> [EXERCISE DIRECTIONS]: Retype each entry below precisely as it reads.

(Natural language region descriptions)
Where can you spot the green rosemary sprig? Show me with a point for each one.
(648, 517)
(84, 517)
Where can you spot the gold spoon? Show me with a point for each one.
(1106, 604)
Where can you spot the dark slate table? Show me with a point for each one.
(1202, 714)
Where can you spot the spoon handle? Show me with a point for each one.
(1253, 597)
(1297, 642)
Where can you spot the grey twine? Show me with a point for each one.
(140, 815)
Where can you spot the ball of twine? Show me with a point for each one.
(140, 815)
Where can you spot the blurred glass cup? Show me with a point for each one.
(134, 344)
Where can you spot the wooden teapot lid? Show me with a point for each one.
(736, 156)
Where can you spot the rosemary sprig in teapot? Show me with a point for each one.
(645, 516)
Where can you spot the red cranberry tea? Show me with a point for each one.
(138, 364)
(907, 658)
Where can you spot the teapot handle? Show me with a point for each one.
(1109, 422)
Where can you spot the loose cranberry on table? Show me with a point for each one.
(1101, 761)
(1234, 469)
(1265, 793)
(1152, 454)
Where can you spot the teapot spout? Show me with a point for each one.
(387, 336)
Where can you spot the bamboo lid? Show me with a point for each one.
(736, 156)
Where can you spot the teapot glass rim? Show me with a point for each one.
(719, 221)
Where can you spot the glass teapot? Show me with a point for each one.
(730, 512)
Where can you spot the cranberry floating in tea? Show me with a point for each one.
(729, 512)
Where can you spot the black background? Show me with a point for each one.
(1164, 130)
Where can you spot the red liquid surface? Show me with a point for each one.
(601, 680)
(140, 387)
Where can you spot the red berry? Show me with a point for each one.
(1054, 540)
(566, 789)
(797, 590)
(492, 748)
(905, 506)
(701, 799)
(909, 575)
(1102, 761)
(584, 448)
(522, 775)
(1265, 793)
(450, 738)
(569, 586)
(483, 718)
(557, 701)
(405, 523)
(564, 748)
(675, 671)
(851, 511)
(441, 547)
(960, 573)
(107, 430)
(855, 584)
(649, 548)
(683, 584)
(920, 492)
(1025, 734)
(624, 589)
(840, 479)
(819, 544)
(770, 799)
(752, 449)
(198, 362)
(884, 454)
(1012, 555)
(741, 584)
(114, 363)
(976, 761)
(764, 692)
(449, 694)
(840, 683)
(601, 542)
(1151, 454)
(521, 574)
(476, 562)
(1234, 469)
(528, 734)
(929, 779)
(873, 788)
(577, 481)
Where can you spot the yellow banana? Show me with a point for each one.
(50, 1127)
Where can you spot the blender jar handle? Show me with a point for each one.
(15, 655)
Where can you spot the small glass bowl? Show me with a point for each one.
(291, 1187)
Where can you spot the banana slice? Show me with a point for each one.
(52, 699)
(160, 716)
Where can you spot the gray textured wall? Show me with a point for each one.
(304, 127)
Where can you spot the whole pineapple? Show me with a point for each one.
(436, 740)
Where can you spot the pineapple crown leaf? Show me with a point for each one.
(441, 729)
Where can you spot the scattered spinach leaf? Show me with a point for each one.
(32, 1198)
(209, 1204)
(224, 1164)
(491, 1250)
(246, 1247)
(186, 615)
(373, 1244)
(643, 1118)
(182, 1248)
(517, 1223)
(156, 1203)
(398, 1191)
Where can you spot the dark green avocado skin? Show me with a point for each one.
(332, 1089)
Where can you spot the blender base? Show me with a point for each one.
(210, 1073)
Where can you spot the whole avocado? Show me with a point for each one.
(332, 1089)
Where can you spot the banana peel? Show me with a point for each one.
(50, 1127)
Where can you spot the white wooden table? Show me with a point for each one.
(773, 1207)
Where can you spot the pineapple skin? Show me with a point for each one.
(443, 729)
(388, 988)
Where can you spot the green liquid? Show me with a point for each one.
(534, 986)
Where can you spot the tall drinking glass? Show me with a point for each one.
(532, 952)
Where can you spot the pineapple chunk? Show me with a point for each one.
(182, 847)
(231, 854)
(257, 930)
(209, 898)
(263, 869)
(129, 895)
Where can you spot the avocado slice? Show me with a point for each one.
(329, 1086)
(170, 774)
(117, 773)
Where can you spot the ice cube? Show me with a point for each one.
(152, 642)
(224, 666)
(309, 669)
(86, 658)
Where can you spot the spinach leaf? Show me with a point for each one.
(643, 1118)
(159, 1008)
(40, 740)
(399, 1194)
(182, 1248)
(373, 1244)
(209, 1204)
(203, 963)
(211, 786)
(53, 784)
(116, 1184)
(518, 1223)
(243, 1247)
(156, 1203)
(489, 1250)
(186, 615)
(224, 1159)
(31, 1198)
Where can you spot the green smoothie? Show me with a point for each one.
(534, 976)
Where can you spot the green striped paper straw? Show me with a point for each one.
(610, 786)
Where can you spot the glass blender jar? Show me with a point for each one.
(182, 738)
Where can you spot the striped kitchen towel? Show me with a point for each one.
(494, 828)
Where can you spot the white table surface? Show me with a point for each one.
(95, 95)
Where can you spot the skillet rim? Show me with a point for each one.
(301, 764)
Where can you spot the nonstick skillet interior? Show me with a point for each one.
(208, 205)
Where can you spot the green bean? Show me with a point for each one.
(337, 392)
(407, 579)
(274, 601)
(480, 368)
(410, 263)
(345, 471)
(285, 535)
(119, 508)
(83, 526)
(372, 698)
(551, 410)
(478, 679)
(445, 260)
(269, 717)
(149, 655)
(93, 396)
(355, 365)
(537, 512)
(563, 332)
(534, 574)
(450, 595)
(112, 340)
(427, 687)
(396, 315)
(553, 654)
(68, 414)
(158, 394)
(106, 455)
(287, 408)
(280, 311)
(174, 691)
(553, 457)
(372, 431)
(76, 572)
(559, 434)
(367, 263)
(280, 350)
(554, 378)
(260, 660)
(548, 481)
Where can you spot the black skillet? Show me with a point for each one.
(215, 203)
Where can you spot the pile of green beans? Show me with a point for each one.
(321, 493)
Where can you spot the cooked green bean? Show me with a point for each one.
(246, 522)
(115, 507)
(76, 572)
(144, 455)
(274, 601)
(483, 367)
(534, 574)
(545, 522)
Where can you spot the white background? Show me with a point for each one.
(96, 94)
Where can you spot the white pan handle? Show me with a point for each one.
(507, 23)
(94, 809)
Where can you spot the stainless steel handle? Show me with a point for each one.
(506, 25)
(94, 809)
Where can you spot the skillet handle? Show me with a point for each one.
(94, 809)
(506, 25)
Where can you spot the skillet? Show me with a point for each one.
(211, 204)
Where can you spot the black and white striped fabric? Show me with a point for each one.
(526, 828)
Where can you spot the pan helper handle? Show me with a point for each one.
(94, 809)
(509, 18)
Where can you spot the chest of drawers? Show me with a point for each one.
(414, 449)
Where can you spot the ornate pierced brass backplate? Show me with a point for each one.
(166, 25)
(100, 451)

> [WRITTEN SOLUTION]:
Where can you spot the green rosemary sprig? Show me with a point for each one.
(648, 517)
(84, 517)
Where can you spot the gold spoon? Show me with a point for each one.
(1106, 604)
Where can you spot the dark slate table? Show me with a point for each one.
(1202, 714)
Where can you spot the spoon handle? Show me with a point for each one.
(1253, 597)
(1297, 642)
Where can you spot the grey twine? Show me with a point for each one.
(140, 815)
Where can you spot the ball of twine? Show me with a point for each one.
(140, 815)
Where can you spot the blurred glass cup? Show me with a point for each one.
(134, 344)
Where can you spot the wooden teapot lid? Show me with a point for each one.
(736, 156)
Where can you spot the rosemary sprig in teapot? Show me with a point for each one.
(645, 516)
Where can you spot the red cranberry tea? Show me with a point for each one.
(138, 364)
(907, 658)
Where can you spot the teapot handle? Show me with a point for each one.
(1109, 422)
Where can you spot the loose cranberry on table? Show me with a point for each one.
(1101, 761)
(1234, 469)
(1265, 793)
(1152, 454)
Where can you spot the teapot spout? Show me with a point for each one.
(387, 336)
Where can you spot the bamboo lid? Show me with a point for each one.
(736, 156)
Where can you spot the teapot glass rim? Show me with a point for each one.
(719, 221)
Where can you spot the glass teapot? Show me with a point for each one.
(730, 512)
Where can you spot the cranberry floating in tea? Show me with a point for each one.
(729, 512)
Where can you spot the black background? Show me with a point for each one.
(1164, 130)
Where can you spot the red liquid surface? Show me with a point for each one.
(601, 680)
(140, 387)
Where can you spot the red berry? Show me with a point for each one.
(1054, 540)
(566, 789)
(797, 590)
(492, 748)
(905, 506)
(701, 799)
(909, 575)
(1102, 761)
(584, 448)
(522, 775)
(1265, 793)
(450, 738)
(569, 586)
(483, 718)
(557, 701)
(405, 523)
(564, 748)
(675, 671)
(851, 511)
(441, 547)
(960, 573)
(107, 430)
(855, 584)
(649, 548)
(683, 584)
(920, 492)
(1025, 734)
(624, 589)
(840, 479)
(819, 544)
(770, 799)
(752, 449)
(198, 362)
(884, 454)
(1012, 555)
(741, 584)
(114, 363)
(976, 761)
(764, 692)
(449, 694)
(840, 683)
(601, 542)
(1151, 454)
(521, 574)
(476, 562)
(1234, 469)
(528, 734)
(929, 779)
(873, 788)
(577, 481)
Where can you spot the yellow banana? Show me with a point for each one.
(50, 1127)
Where can you spot the blender jar handle? Show me with a point for each one.
(15, 655)
Where can you spot the small glass bowl? Show me with a point for each one.
(291, 1187)
Where can you spot the banana slice? Show me with a point for each one.
(52, 699)
(160, 716)
Where can you spot the gray textured wall? Show me with a point for each one.
(304, 127)
Where can you spot the whole pineapple? Show me with a point for each one.
(436, 740)
Where can you spot the pineapple crown leaf? Show me with a point for each one.
(441, 729)
Where can you spot the scattered spinach leaf? Show me with a point for each one.
(32, 1198)
(209, 1204)
(224, 1164)
(491, 1250)
(246, 1247)
(186, 615)
(373, 1244)
(643, 1118)
(182, 1248)
(517, 1223)
(156, 1203)
(398, 1191)
Where can you spot the dark green avocado skin? Show me with a point for each one.
(332, 1089)
Where can you spot the blender base? Show me with a point for each one.
(210, 1073)
Where can you spot the whole avocado? Show me with a point for each one.
(332, 1089)
Where can you spot the banana peel? Show me with a point for each one.
(50, 1127)
Where can you spot the white wooden table? Show me with a point for each one.
(773, 1207)
Where can you spot the pineapple skin? Show me with a point for each one.
(443, 729)
(388, 988)
Where can you spot the green liquid? Show me with a point for each one.
(534, 986)
Where can you spot the tall drinking glass? Show me with a point for each one.
(532, 952)
Where can you spot the pineapple chunk? Show me with a point for each one.
(182, 847)
(231, 854)
(257, 930)
(209, 898)
(263, 869)
(129, 895)
Where can you spot the avocado slice? Show me with a point for each one.
(329, 1086)
(170, 774)
(117, 773)
Where can you spot the ice cube? Show me with a point for each one.
(152, 642)
(224, 666)
(309, 669)
(86, 658)
Where can you spot the spinach leaf? Show me with a point for each one.
(643, 1118)
(159, 1008)
(40, 740)
(399, 1194)
(182, 1248)
(373, 1244)
(209, 1204)
(203, 963)
(211, 786)
(53, 784)
(116, 1184)
(518, 1223)
(243, 1247)
(156, 1203)
(489, 1250)
(186, 615)
(224, 1159)
(31, 1198)
Where can you spot the green smoothie? Show me with a point for each one.
(534, 976)
Where can you spot the green striped paper straw? Show me with a point for each one.
(610, 786)
Where can you spot the glass blender jar? Show me with a point for each one.
(182, 738)
Where can you spot the striped kitchen towel? Show me with a point for each one.
(494, 828)
Where can you spot the white table surface? Show me with a point for each one.
(95, 95)
Where can you spot the skillet rim? Show me with a point for each one.
(301, 764)
Where can you spot the nonstick skillet interior? Show me with a point for each one.
(208, 205)
Where can you spot the green bean? Show me with a point for each one.
(337, 392)
(407, 579)
(274, 601)
(480, 368)
(410, 263)
(345, 471)
(285, 535)
(119, 508)
(83, 526)
(372, 698)
(551, 410)
(478, 679)
(445, 260)
(269, 717)
(149, 655)
(93, 396)
(355, 365)
(537, 512)
(563, 332)
(534, 574)
(450, 595)
(112, 340)
(427, 687)
(396, 315)
(553, 654)
(68, 414)
(158, 394)
(106, 455)
(287, 408)
(280, 311)
(174, 691)
(553, 457)
(372, 431)
(76, 572)
(559, 434)
(367, 263)
(280, 350)
(554, 378)
(260, 660)
(548, 481)
Where can you spot the black skillet? Show me with a point for each one.
(215, 203)
Where can you spot the pile of green beans? Show me with a point for each one.
(321, 493)
Where can you spot the cooked green bean? Show me with a point for each one.
(246, 522)
(115, 507)
(76, 572)
(144, 455)
(274, 601)
(483, 367)
(534, 574)
(545, 522)
Where can you spot the white background? Show me with a point for each one.
(96, 94)
Where can you spot the white pan handle? Show me with a point for each one.
(507, 23)
(94, 809)
Where can you spot the stainless steel handle? Show me with a point for each one.
(506, 25)
(94, 809)
Where can you spot the skillet handle? Show me with a point for each one.
(94, 809)
(506, 25)
Where can you spot the skillet? Show me with a point for each one.
(211, 204)
Where can you spot the black and white striped fabric? Show me with a point for each one.
(526, 828)
Where can you spot the pan helper handle? Show me with a point for each one.
(94, 809)
(509, 18)
Where can you spot the chest of drawers? Show me with a point for each one.
(414, 449)
Where can you spot the ornate pierced brass backplate? Show me with a point for each one.
(166, 25)
(100, 451)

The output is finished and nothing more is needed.